[INPUT FOR THIS TASK]
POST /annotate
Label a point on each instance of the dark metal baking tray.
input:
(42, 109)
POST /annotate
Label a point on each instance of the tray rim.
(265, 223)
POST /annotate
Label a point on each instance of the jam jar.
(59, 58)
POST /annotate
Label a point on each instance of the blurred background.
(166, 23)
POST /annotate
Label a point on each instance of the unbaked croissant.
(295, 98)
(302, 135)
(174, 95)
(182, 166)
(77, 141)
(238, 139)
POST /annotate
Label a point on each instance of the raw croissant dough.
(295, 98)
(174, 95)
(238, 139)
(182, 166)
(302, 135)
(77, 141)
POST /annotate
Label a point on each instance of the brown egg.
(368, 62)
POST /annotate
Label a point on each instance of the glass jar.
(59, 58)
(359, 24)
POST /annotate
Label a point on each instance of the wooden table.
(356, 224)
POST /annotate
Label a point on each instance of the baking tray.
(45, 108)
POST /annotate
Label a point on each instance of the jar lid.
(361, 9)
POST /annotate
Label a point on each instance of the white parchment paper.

[EXERCISE OBJECTIVE] Write out every record shown above, word for word.

[EXERCISE SOLUTION]
POST /annotate
Label a point on each instance of the dark metal baking tray.
input:
(42, 109)
POST /annotate
Label a point on each instance of the tray rim.
(265, 223)
POST /annotate
Label a point on each instance of the jam jar.
(59, 58)
POST /annotate
Label a point on each instance of the blurred background.
(166, 23)
POST /annotate
Label a point on each instance of the unbaked croissant.
(295, 98)
(302, 135)
(174, 95)
(182, 166)
(77, 141)
(238, 139)
POST /annotate
Label a point on each instance of the raw croissant dough.
(295, 98)
(174, 95)
(238, 139)
(182, 166)
(302, 135)
(77, 141)
POST /annotate
Label a point on each instance of the brown egg.
(368, 62)
POST /annotate
Label a point on each instance of the glass jar.
(59, 58)
(359, 24)
POST /annotate
Label a point on each instance of the wooden table.
(356, 224)
POST /annotate
Label a point on each instance of the baking tray.
(45, 108)
POST /annotate
Label a point on each instance of the jar lid.
(361, 9)
POST /annotate
Label a point on each instance of the white parchment paper.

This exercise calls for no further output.